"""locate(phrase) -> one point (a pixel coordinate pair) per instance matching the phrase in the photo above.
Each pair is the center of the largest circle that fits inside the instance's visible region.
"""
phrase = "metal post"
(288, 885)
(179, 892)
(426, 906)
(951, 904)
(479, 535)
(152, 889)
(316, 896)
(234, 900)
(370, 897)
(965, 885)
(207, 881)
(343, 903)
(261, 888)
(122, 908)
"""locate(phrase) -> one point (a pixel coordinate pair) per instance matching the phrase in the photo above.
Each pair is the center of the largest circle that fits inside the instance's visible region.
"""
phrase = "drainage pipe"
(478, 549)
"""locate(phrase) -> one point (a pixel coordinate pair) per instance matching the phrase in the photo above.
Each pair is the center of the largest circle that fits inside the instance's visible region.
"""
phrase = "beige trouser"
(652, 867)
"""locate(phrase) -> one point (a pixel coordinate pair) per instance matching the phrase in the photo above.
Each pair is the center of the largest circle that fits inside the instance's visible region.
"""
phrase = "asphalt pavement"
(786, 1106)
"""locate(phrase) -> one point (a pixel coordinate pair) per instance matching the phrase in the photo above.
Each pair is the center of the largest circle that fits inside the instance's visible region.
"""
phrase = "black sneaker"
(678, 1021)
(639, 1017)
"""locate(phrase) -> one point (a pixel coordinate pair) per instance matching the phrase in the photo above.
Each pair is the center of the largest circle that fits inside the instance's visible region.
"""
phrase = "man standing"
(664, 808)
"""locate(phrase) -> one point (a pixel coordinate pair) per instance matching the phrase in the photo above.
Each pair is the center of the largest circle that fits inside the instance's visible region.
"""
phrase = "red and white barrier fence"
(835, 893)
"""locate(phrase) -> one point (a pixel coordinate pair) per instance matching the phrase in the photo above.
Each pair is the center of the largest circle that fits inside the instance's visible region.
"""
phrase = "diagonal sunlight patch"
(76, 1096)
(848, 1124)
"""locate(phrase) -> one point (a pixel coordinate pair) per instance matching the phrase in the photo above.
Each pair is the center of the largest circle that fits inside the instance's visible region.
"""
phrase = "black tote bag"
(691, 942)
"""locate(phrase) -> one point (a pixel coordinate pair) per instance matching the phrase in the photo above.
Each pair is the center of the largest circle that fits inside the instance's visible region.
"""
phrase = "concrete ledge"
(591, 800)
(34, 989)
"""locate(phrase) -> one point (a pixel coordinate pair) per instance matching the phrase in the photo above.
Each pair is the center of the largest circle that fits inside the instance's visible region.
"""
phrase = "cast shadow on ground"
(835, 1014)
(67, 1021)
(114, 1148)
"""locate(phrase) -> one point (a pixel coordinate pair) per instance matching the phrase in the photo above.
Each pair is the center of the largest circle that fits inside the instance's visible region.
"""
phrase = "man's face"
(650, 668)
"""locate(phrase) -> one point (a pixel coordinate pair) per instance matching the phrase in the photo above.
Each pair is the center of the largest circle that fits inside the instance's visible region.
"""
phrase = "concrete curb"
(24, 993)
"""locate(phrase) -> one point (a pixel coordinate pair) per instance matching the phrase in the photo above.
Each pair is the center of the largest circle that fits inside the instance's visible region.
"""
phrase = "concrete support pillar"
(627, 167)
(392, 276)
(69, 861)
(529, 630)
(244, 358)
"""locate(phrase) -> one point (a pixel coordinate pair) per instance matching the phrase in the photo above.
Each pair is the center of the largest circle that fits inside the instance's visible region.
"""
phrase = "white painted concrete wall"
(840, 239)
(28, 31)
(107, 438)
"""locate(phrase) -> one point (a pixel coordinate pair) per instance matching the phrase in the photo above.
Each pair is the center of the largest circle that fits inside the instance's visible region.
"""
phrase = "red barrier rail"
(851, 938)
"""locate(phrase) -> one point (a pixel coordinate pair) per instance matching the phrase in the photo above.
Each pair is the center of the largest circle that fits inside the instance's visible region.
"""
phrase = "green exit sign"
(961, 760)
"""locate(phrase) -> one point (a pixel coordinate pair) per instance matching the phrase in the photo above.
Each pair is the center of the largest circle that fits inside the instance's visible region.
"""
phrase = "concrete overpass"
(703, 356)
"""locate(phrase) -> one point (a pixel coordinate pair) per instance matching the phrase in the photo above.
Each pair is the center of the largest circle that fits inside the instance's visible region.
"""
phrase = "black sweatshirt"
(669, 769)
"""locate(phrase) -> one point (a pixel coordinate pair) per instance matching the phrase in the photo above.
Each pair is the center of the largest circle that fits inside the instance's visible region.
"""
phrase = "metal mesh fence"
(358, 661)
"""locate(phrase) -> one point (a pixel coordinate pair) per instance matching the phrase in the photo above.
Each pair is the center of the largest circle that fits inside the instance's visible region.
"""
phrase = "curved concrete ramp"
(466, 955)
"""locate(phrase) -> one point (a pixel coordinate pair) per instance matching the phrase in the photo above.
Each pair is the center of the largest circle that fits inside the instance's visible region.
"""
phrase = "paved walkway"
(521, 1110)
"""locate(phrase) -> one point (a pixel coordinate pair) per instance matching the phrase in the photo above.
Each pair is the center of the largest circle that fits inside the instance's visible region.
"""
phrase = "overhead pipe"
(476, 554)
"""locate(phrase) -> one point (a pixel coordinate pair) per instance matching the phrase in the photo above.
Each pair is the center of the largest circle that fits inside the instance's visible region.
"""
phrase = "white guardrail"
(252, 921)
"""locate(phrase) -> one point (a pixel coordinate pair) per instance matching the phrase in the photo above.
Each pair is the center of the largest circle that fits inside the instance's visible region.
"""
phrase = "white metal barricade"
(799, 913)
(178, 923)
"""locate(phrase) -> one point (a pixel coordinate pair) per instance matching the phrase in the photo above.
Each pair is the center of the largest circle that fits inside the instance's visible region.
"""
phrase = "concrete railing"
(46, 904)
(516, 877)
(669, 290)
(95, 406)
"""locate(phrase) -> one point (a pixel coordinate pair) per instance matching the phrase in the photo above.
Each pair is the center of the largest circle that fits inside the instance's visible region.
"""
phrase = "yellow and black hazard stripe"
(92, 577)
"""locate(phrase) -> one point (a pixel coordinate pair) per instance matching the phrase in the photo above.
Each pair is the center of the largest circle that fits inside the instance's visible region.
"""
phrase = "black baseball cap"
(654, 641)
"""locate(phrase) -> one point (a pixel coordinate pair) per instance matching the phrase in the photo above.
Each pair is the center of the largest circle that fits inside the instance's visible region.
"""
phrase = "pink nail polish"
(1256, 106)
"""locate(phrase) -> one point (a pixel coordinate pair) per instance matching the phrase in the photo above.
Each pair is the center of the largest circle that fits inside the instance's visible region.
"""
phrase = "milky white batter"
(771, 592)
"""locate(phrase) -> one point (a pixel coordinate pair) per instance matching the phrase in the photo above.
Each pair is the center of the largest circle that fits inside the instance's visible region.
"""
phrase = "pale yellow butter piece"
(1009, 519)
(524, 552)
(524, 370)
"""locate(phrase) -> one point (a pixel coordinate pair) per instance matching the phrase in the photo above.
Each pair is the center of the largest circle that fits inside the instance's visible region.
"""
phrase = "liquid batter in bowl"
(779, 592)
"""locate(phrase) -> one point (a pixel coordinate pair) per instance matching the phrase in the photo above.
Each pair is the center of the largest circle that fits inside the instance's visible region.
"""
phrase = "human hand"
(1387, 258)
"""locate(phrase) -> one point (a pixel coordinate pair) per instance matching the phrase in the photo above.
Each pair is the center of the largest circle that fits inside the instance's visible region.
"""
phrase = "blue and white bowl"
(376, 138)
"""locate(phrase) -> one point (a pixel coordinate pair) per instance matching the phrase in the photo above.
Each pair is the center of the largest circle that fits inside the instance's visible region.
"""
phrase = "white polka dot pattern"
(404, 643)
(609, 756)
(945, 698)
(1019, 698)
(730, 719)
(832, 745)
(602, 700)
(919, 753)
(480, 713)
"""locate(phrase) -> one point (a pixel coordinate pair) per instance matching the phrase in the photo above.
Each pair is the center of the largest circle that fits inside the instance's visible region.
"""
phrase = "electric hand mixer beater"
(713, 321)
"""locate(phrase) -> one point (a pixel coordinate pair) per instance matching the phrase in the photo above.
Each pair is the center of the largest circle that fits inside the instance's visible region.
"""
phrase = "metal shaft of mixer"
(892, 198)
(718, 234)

######

# CHALLENGE:
Copy the records as a numbered list, from the first line through the line that contains "(786, 1106)". Leave out any blank lines.

# CORRECT OUTPUT:
1. """locate(phrase) -> one point (a pixel coordinate pair) per instance matching the phrase in the photo above.
2. Each pair is the center of the largest circle that fits inside the instance's visible region.
3. """
4. phrase = "metal post"
5. (288, 885)
6. (179, 892)
7. (426, 906)
8. (951, 904)
9. (479, 535)
10. (152, 889)
11. (316, 896)
12. (234, 900)
13. (370, 897)
14. (965, 885)
15. (207, 881)
16. (343, 903)
17. (261, 888)
18. (122, 908)
19. """locate(phrase) -> one point (a pixel coordinate pair) per instance matching the phrase in the photo above.
20. Each pair is the center of the largest circle that fits inside the instance's visible region.
21. """
22. phrase = "drainage pipe"
23. (478, 549)
24. """locate(phrase) -> one point (a pixel coordinate pair) per instance matching the phrase in the photo above.
25. Each pair is the center of the largest circle that fits inside the instance's visible region.
26. """
27. phrase = "beige trouser"
28. (652, 867)
29. """locate(phrase) -> one point (a pixel coordinate pair) per instance matching the phrase in the photo above.
30. Each pair is the center of the largest circle that fits inside the instance's visible region.
31. """
32. phrase = "asphalt pavement"
33. (786, 1106)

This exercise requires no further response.